Excerpts from a pointing dataset:
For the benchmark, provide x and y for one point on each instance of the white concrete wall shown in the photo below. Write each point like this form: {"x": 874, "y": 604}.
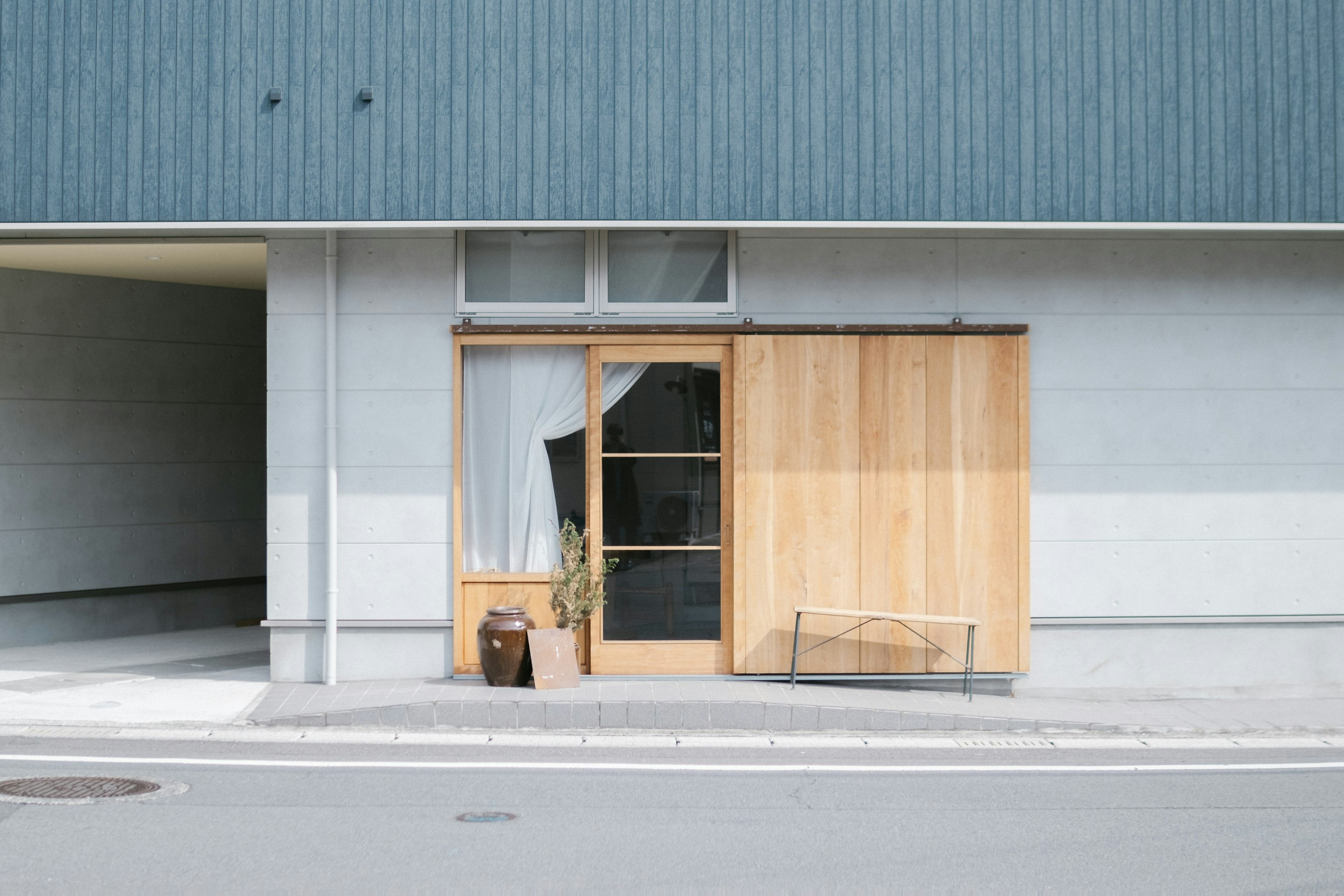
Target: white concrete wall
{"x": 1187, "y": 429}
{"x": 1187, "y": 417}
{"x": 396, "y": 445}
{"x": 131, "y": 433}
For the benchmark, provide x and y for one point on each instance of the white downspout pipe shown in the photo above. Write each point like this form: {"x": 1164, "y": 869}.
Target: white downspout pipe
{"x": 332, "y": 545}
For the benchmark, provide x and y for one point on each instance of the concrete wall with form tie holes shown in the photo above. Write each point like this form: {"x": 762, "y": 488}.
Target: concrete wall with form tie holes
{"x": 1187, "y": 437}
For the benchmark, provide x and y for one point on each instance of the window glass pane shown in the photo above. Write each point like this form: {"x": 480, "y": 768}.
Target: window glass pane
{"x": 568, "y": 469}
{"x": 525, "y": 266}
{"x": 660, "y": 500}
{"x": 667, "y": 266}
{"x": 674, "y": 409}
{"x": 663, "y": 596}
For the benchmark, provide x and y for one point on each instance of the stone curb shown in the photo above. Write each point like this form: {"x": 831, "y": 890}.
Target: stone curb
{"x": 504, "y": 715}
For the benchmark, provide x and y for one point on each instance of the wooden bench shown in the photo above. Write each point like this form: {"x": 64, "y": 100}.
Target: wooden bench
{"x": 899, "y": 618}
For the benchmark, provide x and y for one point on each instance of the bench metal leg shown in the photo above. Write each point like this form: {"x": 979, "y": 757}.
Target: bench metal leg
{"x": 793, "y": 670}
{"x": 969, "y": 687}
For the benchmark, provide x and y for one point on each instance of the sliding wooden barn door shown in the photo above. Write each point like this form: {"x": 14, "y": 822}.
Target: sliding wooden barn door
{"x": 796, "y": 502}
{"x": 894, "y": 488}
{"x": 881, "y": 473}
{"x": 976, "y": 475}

WHAT YOU SHOULD DO: Please scale the lines from the line with "of the wooden" up to and including the last line. Copy every one of those lines in full, and multiply each x and y in the answer points by 0.75, rounding to whole numbers with halves rounded up, while the sample point written inside a line's wording stays unchanged.

COMPLETE ANSWER:
For the benchmark, provide x and y for one point on each instance of the wooden bench shown in the photo above. Write each point like this form: {"x": 64, "y": 100}.
Target: wooden bench
{"x": 674, "y": 464}
For the benchmark, provide x and y for one point on each instance of the bench metal leg shown in the photo above. Write each point like this form: {"x": 979, "y": 757}.
Target: bench metal leg
{"x": 595, "y": 503}
{"x": 727, "y": 515}
For the benchmark, provide x and y for one point on each instance of the sliding wooden barn door shown in the photo above. Write each point like this form: {"x": 14, "y": 822}.
Target: sliding wooden barn door
{"x": 597, "y": 377}
{"x": 671, "y": 366}
{"x": 661, "y": 355}
{"x": 732, "y": 356}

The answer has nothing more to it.